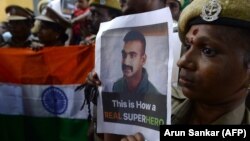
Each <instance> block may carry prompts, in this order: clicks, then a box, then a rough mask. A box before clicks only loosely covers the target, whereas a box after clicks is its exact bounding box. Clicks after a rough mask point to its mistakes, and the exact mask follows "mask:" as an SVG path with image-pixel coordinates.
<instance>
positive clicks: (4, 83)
mask: <svg viewBox="0 0 250 141" xmlns="http://www.w3.org/2000/svg"><path fill="white" fill-rule="evenodd" d="M78 85H79V84H78ZM78 85H53V88H55V89H56V90H58V91H63V92H64V94H65V96H66V99H67V100H64V99H63V98H65V97H64V95H60V94H59V95H56V96H57V97H56V98H52V100H51V97H55V96H54V95H53V94H51V93H47V95H45V94H44V95H43V93H45V91H46V90H48V88H49V87H51V85H16V84H6V83H0V114H4V115H23V116H33V117H61V118H69V119H87V117H88V106H87V105H85V107H84V109H83V110H80V108H81V106H82V104H83V101H84V93H83V91H80V92H75V91H74V90H75V88H76V87H77V86H78ZM42 96H47V97H45V98H47V99H46V100H44V99H43V98H42ZM53 100H54V101H53ZM57 102H58V103H59V105H60V106H59V108H61V109H62V110H61V111H60V113H57V111H55V112H56V113H55V112H54V113H53V108H52V112H51V111H50V110H48V108H47V109H46V106H47V107H49V106H52V107H53V106H54V104H55V103H57ZM58 103H57V104H58ZM63 108H64V109H63Z"/></svg>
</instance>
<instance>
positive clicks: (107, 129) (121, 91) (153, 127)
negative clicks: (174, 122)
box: [95, 8, 173, 141]
mask: <svg viewBox="0 0 250 141" xmlns="http://www.w3.org/2000/svg"><path fill="white" fill-rule="evenodd" d="M156 15H157V16H156ZM149 19H150V20H149ZM172 34H173V28H172V18H171V14H170V11H169V9H168V8H165V9H161V10H155V11H152V12H147V13H142V14H134V15H129V16H122V17H118V18H116V19H114V20H112V21H111V22H106V23H103V24H101V27H100V30H99V32H98V35H97V42H96V63H95V66H96V72H97V73H98V74H99V76H100V79H101V80H102V82H103V85H102V87H101V88H100V91H101V92H100V93H101V95H100V97H99V99H98V106H97V110H98V111H97V113H98V115H97V132H101V133H114V134H125V135H129V134H134V133H136V132H142V133H143V134H144V136H145V137H146V139H147V140H152V141H153V140H154V141H157V140H159V126H160V125H163V124H169V123H170V115H171V114H170V113H171V107H170V104H171V102H170V97H171V94H170V92H171V89H170V86H171V85H170V83H171V74H172V61H173V59H172V54H171V52H172V50H171V48H170V46H172V45H171V44H172V43H171V42H170V41H171V38H172Z"/></svg>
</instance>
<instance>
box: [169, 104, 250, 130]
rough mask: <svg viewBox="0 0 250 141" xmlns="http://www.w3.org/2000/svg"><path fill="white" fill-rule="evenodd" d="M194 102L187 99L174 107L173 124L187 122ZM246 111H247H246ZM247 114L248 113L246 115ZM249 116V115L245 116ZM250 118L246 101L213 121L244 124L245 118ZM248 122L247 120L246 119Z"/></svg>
mask: <svg viewBox="0 0 250 141" xmlns="http://www.w3.org/2000/svg"><path fill="white" fill-rule="evenodd" d="M191 105H192V102H191V101H190V100H189V99H186V100H185V101H184V102H182V103H180V104H179V105H178V106H176V107H175V108H174V109H173V112H172V116H171V117H172V124H187V121H188V117H190V110H191ZM245 112H246V113H245ZM245 114H246V115H245ZM244 116H248V117H244ZM247 119H249V112H248V110H246V107H245V103H244V102H243V103H242V104H241V105H239V106H238V107H236V108H235V109H234V110H232V111H231V112H229V113H226V114H224V115H223V116H221V117H220V118H219V119H217V120H216V121H214V122H213V123H211V124H212V125H216V124H242V123H243V122H244V120H247ZM245 122H247V121H245Z"/></svg>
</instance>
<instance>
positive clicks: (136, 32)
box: [123, 30, 146, 53]
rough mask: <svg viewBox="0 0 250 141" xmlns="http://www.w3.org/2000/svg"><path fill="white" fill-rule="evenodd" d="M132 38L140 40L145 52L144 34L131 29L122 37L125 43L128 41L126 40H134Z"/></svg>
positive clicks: (132, 38) (145, 47)
mask: <svg viewBox="0 0 250 141" xmlns="http://www.w3.org/2000/svg"><path fill="white" fill-rule="evenodd" d="M134 40H139V41H141V43H142V46H143V53H145V50H146V39H145V37H144V35H143V34H142V33H141V32H139V31H137V30H131V31H129V32H128V33H127V34H126V35H125V37H124V38H123V41H124V42H125V43H126V42H128V41H134Z"/></svg>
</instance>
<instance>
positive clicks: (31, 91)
mask: <svg viewBox="0 0 250 141" xmlns="http://www.w3.org/2000/svg"><path fill="white" fill-rule="evenodd" d="M0 61H1V63H0V141H87V130H88V121H87V117H88V114H89V113H88V108H87V107H88V106H85V108H84V109H83V110H80V109H81V106H82V104H83V101H84V94H83V93H82V92H75V91H74V90H75V88H76V87H77V86H79V85H80V84H81V83H83V82H84V81H85V78H86V76H87V74H88V72H90V71H91V70H92V69H93V67H94V47H91V46H85V47H51V48H44V49H42V50H41V51H37V52H36V51H32V50H31V49H13V48H1V49H0Z"/></svg>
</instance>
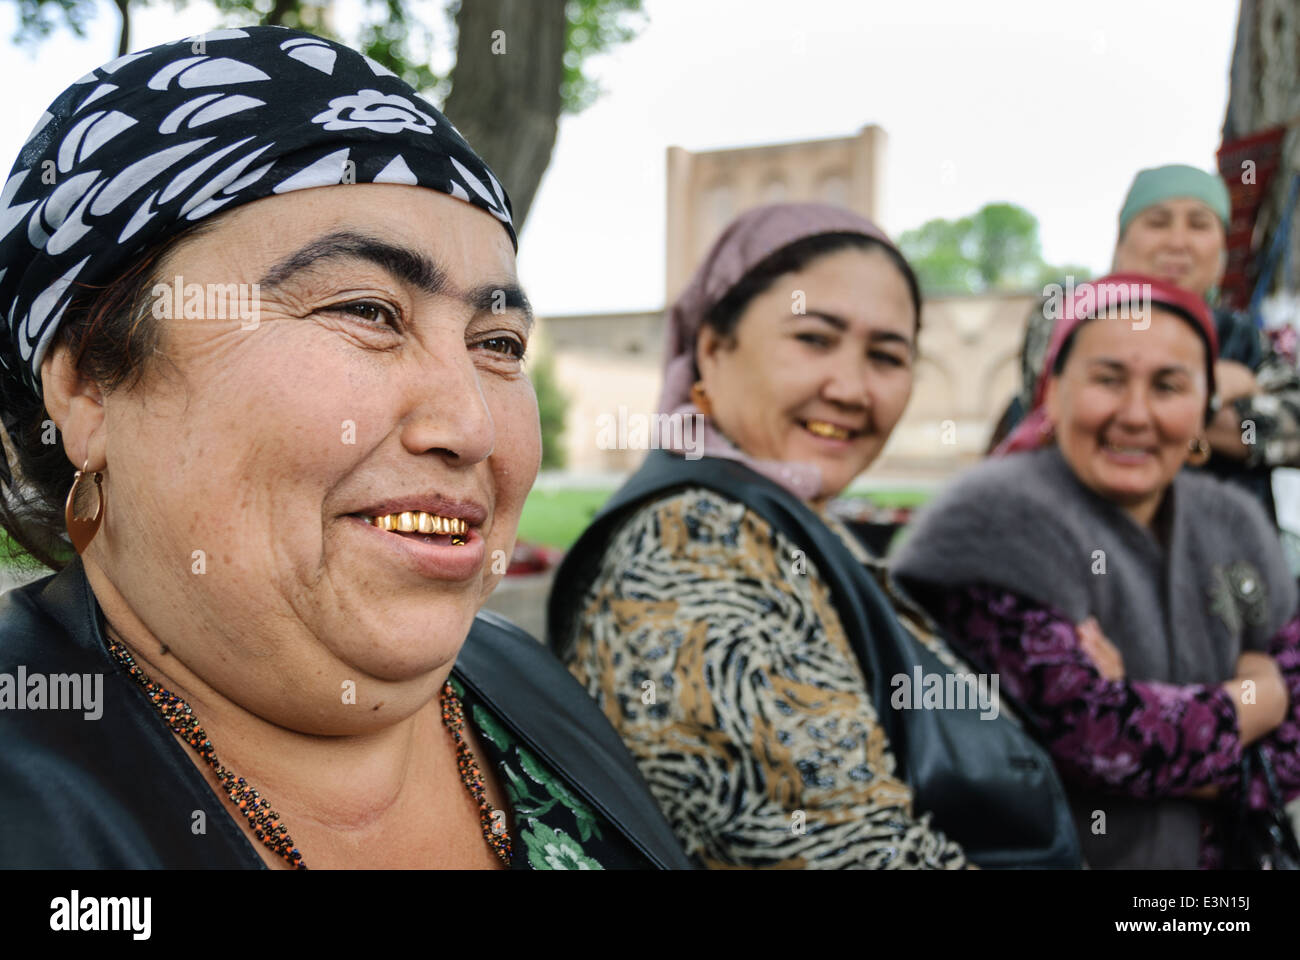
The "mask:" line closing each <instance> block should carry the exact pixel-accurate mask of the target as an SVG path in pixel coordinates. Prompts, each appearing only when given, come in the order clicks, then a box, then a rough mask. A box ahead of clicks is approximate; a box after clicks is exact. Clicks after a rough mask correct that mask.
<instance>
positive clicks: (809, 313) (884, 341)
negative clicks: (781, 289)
mask: <svg viewBox="0 0 1300 960" xmlns="http://www.w3.org/2000/svg"><path fill="white" fill-rule="evenodd" d="M792 316H796V317H800V316H811V317H816V319H818V320H823V321H826V323H828V324H831V327H833V328H835V329H837V330H841V332H842V330H846V329H849V321H848V320H845V319H844V317H842V316H836V315H835V313H827V312H826V311H822V310H810V311H806V312H803V313H793V315H792ZM868 340H871V341H872V342H876V343H879V342H881V341H884V342H887V343H902V345H904V346H906V347H910V346H911V338H910V337H905V336H902V334H901V333H894V332H893V330H871V333H870V334H868Z"/></svg>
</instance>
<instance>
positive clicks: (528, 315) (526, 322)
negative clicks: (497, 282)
mask: <svg viewBox="0 0 1300 960" xmlns="http://www.w3.org/2000/svg"><path fill="white" fill-rule="evenodd" d="M502 295H504V303H500V306H503V307H504V308H506V310H520V311H523V313H524V320H525V321H526V324H528V329H529V330H530V329H533V304H532V303H529V302H528V297H525V295H524V289H523V287H521V286H520V285H519V284H482V285H481V286H476V287H474V289H473V290H471V291H469V294H468V295H467V297H465V303H468V304H469V306H471V307H473V308H474V310H477V311H480V312H484V313H487V312H491V310H493V308H494V307H497V306H498V303H499V302H500V298H502Z"/></svg>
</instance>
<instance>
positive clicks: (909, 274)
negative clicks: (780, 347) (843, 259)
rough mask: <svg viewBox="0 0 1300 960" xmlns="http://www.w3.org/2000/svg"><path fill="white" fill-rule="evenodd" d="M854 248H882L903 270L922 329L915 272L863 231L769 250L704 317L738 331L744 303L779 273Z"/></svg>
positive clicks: (884, 245) (831, 236)
mask: <svg viewBox="0 0 1300 960" xmlns="http://www.w3.org/2000/svg"><path fill="white" fill-rule="evenodd" d="M854 248H857V250H880V251H881V252H884V254H885V256H888V258H889V260H891V261H892V263H893V265H894V267H896V268H897V269H898V272H900V273H902V277H904V280H905V281H906V282H907V293H910V294H911V306H913V308H914V310H915V316H917V329H918V330H919V329H920V285H919V284H918V282H917V274H915V273H913V269H911V267H910V265H909V264H907V261H906V260H905V259H904V256H902V254H900V252H898V251H897V250H894V247H892V246H891V245H888V243H881V242H880V241H878V239H875V238H872V237H866V235H863V234H861V233H820V234H816V235H815V237H805V238H803V239H800V241H794V242H793V243H789V245H787V246H784V247H781V248H780V250H777V251H776V252H774V254H768V255H767V256H766V258H764V259H763V260H759V263H758V264H757V265H754V267H753V268H750V271H749V272H748V273H746V274H745V276H744V277H741V278H740V282H737V284H736V286H733V287H732V289H731V290H728V291H727V294H725V295H724V297H723V298H722V299H720V300H718V303H715V304H714V307H712V310H710V311H708V312H707V313H706V315H705V319H703V321H705V323H706V324H707V325H708V327H711V328H712V329H714V330H715V332H716V333H718V334H719V336H722V337H731V336H732V334H735V332H736V324H737V323H738V321H740V315H741V313H744V312H745V307H748V306H749V303H750V300H753V299H754V298H755V297H758V295H759V294H761V293H764V291H766V290H767V289H768V287H770V286H771V285H772V284H774V282H775V281H776V278H777V277H781V276H785V274H787V273H794V272H797V271H801V269H803V268H805V267H807V265H809V264H810V263H813V261H814V260H816V259H819V258H823V256H827V255H828V254H835V252H839V251H841V250H854Z"/></svg>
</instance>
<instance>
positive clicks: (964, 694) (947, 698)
mask: <svg viewBox="0 0 1300 960" xmlns="http://www.w3.org/2000/svg"><path fill="white" fill-rule="evenodd" d="M889 686H891V687H893V691H894V692H893V695H891V697H889V705H891V706H892V708H893V709H896V710H979V712H980V715H979V717H980V719H993V718H995V717H997V714H998V712H1000V709H1001V708H1000V704H998V699H997V674H927V673H926V671H924V670H922V669H920V667H919V666H915V667H913V669H911V675H909V674H894V675H893V678H891V680H889Z"/></svg>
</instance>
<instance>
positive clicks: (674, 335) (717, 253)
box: [659, 203, 896, 500]
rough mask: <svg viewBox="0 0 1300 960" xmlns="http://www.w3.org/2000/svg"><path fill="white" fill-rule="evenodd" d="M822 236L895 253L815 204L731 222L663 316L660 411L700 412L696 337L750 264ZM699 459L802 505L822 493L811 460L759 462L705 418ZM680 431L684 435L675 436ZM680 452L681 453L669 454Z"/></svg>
mask: <svg viewBox="0 0 1300 960" xmlns="http://www.w3.org/2000/svg"><path fill="white" fill-rule="evenodd" d="M828 233H855V234H861V235H863V237H868V238H871V239H874V241H878V242H880V243H883V245H885V246H888V247H891V248H896V247H894V245H893V243H892V242H891V241H889V238H888V237H887V235H885V234H884V232H883V230H881V229H880V228H879V226H876V225H875V224H872V222H871V221H870V220H867V219H866V217H862V216H859V215H857V213H854V212H852V211H848V209H844V208H841V207H829V206H826V204H820V203H776V204H770V206H766V207H755V208H754V209H751V211H748V212H745V213H741V215H740V216H738V217H736V220H733V221H732V222H731V224H729V225H728V226H727V229H725V230H723V233H722V235H720V237H719V238H718V239H716V241H715V242H714V246H712V248H710V251H708V255H707V256H705V259H703V263H701V264H699V267H698V269H695V274H694V276H693V277H692V280H690V282H689V284H688V285H686V289H685V290H682V293H681V295H680V297H679V298H677V300H676V303H673V304H672V310H669V311H668V319H667V337H666V345H664V367H663V392H662V393H660V395H659V412H660V414H669V415H676V416H692V415H699V416H703V414H702V412H701V411H699V408H698V407H697V406H695V405H694V403H693V402H692V399H690V388H692V386H693V385H694V382H695V338H697V337H698V334H699V328H701V325H702V324H703V320H705V316H706V315H707V313H708V311H710V310H712V308H714V307H715V306H718V303H719V300H722V299H723V298H724V297H725V295H727V294H728V293H731V291H732V289H733V287H735V286H736V285H737V284H738V282H740V281H741V280H742V278H744V277H745V274H746V273H749V272H750V271H751V269H754V267H757V265H758V264H759V263H762V261H763V260H766V259H767V258H768V256H771V255H772V254H775V252H776V251H777V250H781V248H783V247H788V246H789V245H792V243H794V242H797V241H801V239H807V238H809V237H820V235H823V234H828ZM702 423H703V427H705V429H703V442H702V450H701V453H702V454H703V455H705V457H720V458H724V459H731V460H740V462H742V463H744V464H745V466H748V467H749V468H750V470H754V471H757V472H758V473H762V475H763V476H766V477H767V479H770V480H772V481H775V483H777V484H780V485H781V487H784V488H785V489H788V490H789V492H790V493H793V494H794V496H796V497H798V498H800V500H813V498H814V497H816V496H818V494H819V493H820V492H822V471H820V468H819V467H818V466H816V464H815V463H803V462H787V460H763V459H758V458H754V457H750V455H748V454H746V453H745V451H744V450H740V449H738V447H737V446H736V445H735V444H732V442H731V441H729V440H727V437H724V436H723V434H722V433H719V431H718V429H716V428H715V427H714V424H712V420H711V419H708V418H703V420H702ZM681 433H682V434H685V431H681ZM673 453H677V454H684V453H685V450H684V449H677V450H673Z"/></svg>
********
**TRY IT:**
From the records above, pick out and copy each line holding the word "then".

**ANSWER SPACE:**
Each <instance> block may carry prompts, in this order: clicks, then a box, then a rough mask. A box before clicks only loosely covers the target, whereas a box after clicks is its exact bounding box. Clicks after a rough mask point to its mistakes, and the exact mask follows "mask:" as an SVG path with image-pixel coordinates.
The "mask:" line closing each <instance> block should carry the exact pixel-accurate mask of the target as an SVG path in pixel coordinates. Prompts, each appearing only when given, come in the order clicks, then a box, then a rough mask. A box ahead of clicks is approximate; a box after clicks is exact. Clicks after a rough mask correct that mask.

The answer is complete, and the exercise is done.